Task directions → All lines before the one containing "Target: shallow river water", plus that line itself, are to be printed exactly as they appear below.

= = = =

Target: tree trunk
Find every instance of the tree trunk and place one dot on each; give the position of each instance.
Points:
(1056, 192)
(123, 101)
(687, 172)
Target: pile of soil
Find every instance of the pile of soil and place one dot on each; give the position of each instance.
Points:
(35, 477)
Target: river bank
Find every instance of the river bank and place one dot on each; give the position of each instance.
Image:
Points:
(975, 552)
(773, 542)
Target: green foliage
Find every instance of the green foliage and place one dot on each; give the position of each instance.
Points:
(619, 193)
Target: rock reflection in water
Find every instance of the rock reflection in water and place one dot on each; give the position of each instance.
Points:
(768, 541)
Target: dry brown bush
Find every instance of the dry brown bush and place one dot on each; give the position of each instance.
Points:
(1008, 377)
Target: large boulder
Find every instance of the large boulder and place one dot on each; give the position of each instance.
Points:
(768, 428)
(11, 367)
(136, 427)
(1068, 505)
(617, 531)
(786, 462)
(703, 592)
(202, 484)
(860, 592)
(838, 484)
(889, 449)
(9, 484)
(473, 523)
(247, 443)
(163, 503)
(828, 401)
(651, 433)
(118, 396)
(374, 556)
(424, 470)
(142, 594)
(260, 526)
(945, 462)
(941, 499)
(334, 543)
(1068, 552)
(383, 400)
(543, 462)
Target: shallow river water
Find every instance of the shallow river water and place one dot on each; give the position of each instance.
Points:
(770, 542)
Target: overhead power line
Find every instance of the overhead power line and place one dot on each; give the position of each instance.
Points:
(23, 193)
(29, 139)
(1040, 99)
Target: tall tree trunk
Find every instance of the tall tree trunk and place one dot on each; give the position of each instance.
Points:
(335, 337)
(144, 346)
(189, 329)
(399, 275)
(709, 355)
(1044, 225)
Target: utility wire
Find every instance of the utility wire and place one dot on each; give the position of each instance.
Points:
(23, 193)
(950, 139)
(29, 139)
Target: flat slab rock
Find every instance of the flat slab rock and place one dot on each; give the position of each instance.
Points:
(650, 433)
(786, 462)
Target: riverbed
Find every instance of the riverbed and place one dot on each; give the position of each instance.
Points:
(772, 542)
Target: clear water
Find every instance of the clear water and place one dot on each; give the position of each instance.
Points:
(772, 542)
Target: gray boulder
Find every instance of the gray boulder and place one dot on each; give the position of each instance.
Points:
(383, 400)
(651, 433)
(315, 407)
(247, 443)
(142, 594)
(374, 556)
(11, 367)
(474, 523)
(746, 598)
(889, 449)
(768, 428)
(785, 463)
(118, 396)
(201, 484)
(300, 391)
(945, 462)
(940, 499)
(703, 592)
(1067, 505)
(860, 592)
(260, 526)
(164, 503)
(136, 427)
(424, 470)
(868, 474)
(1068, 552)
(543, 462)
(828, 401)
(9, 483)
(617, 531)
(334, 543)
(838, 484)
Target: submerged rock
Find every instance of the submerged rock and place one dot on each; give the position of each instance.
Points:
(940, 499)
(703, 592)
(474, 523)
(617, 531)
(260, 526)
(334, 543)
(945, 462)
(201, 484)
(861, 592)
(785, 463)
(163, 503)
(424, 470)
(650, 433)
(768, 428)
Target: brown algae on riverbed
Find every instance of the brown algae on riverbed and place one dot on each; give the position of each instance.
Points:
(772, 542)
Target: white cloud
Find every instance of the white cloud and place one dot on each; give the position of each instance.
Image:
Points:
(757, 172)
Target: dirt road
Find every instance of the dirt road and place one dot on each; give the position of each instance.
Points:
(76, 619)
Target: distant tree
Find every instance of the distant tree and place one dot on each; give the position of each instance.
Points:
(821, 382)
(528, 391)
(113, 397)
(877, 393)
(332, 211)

= = = =

Exercise answer →
Target: tree trunk
Find every instance of the tree trunk and place one dot on each; give the position of each instance.
Points:
(1056, 192)
(123, 101)
(687, 172)
Target: pile of soil
Find every instance of the pile of soil and place one dot on each; give the position of each instance.
Points:
(35, 477)
Target: river bank
Find every instance of the river bank and place one dot on each; give the position of each instance.
Image:
Points:
(975, 552)
(773, 542)
Target: green foliage
Find every instance of the green foliage and place one dot on each; give the position of each instance.
Points:
(619, 193)
Target: rock reflection in water
Find every instance of the rock reflection in water and place one dot on each; give the position of each instance.
Points:
(768, 541)
Target: dry brown bush
Find every instance of the dry brown bush and place one dot on each; give the position of each instance.
Points:
(1008, 377)
Target: large boulder
Find every instance of the large boulder and place one dot on each; give the position of each instance.
Points:
(768, 428)
(11, 367)
(136, 427)
(1068, 505)
(617, 531)
(786, 462)
(703, 592)
(202, 484)
(860, 592)
(838, 484)
(889, 449)
(9, 484)
(473, 523)
(247, 443)
(163, 503)
(828, 401)
(651, 433)
(118, 396)
(374, 556)
(424, 470)
(142, 594)
(260, 526)
(945, 462)
(941, 499)
(334, 543)
(1068, 552)
(383, 400)
(543, 462)
Target: shallow river water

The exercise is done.